= Beginning of Section =

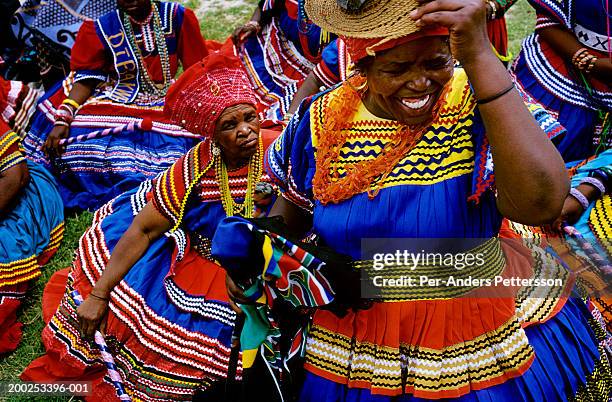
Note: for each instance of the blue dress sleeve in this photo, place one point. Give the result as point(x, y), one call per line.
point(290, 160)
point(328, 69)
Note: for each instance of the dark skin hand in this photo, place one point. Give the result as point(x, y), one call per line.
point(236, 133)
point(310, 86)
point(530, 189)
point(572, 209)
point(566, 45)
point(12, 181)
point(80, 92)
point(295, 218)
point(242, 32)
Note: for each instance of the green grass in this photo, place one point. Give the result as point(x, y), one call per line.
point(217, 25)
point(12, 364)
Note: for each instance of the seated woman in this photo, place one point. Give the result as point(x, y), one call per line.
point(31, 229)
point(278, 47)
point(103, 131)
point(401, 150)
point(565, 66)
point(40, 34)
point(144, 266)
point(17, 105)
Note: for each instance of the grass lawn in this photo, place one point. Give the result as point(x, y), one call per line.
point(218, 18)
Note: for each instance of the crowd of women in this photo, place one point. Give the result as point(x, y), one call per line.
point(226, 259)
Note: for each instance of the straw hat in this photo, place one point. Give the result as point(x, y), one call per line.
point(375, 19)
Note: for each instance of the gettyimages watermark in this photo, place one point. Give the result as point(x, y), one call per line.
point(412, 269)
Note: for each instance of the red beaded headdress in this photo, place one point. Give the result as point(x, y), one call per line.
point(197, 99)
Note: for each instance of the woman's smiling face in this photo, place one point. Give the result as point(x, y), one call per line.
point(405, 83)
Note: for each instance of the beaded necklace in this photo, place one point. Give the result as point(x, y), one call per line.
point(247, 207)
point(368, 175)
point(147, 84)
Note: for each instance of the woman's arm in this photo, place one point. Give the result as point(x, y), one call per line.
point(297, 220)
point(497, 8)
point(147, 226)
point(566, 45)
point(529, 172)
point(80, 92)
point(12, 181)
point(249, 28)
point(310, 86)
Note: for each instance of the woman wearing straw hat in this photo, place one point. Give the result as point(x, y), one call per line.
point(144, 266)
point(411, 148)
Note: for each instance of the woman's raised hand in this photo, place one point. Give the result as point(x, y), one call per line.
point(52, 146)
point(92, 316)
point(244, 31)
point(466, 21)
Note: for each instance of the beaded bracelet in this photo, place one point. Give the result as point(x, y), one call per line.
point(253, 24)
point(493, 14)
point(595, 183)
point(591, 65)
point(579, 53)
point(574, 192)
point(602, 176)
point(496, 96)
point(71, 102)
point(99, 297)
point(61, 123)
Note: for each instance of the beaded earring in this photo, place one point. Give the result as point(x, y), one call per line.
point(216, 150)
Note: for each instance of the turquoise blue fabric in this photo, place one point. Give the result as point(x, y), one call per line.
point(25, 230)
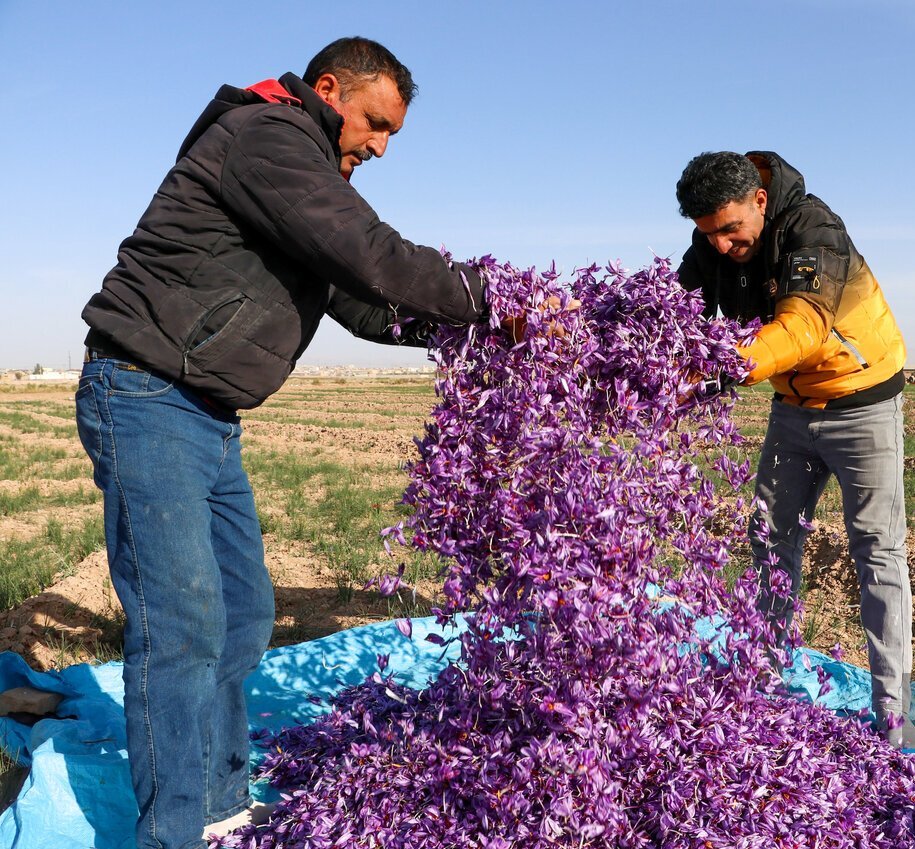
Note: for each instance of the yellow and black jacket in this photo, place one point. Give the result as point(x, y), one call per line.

= End of Section =

• REQUIRED WORK: Quote, please, only the lines running from the one with "Note: for each instance of the gettyimages" down to the final line of the data above, keeping both ends and skipping the pictures.

• SOLUTION TO THIS TASK:
Note: for each instance of the gettyimages watermark in this photo, place one point. Give the result as point(x, y), one call per line.
point(412, 269)
Note: for each instance of the red beaded headdress in this photo, place one point. Give the result as point(x, y), one call per line.
point(197, 99)
Note: for each instance of the woman's smiling face in this photo, place one point. Give the result as point(x, y), one call per line.
point(405, 83)
Note: for each instance of the beaded necklace in this photo, place one point. Give the result as point(x, y), one call per line.
point(247, 207)
point(368, 175)
point(147, 84)
Note: for each instance of the woman's arm in this photo, place one point. Give the result as point(x, y), one call per line.
point(297, 220)
point(497, 8)
point(147, 226)
point(566, 45)
point(529, 172)
point(80, 92)
point(12, 181)
point(249, 28)
point(310, 86)
Note: for each instance of the woman wearing straw hat in this photo, place one point. Give the result as point(x, y), one call per line.
point(144, 266)
point(411, 148)
Note: for each instance of the woman's raised hand in this photo, place one point. Give the result as point(x, y), one call per line.
point(52, 146)
point(92, 316)
point(244, 31)
point(466, 21)
Note: for each instance of the beaded bracelet in this photo, place one point. Give the result as point(x, y), one call per line.
point(253, 24)
point(493, 14)
point(595, 183)
point(591, 65)
point(579, 53)
point(574, 192)
point(602, 176)
point(496, 96)
point(71, 102)
point(99, 297)
point(61, 123)
Note: for each instance of the beaded earring in this photo, place one point. Give the result as point(x, y), one call per line.
point(216, 150)
Note: for each instance of the turquoise blue fabric in this photo, place one point. Give the result as point(x, y), one call per line.
point(25, 230)
Note: for each instance of the yellow and black jacket in this photo, place one point. Give the result as point(x, y), one call per line.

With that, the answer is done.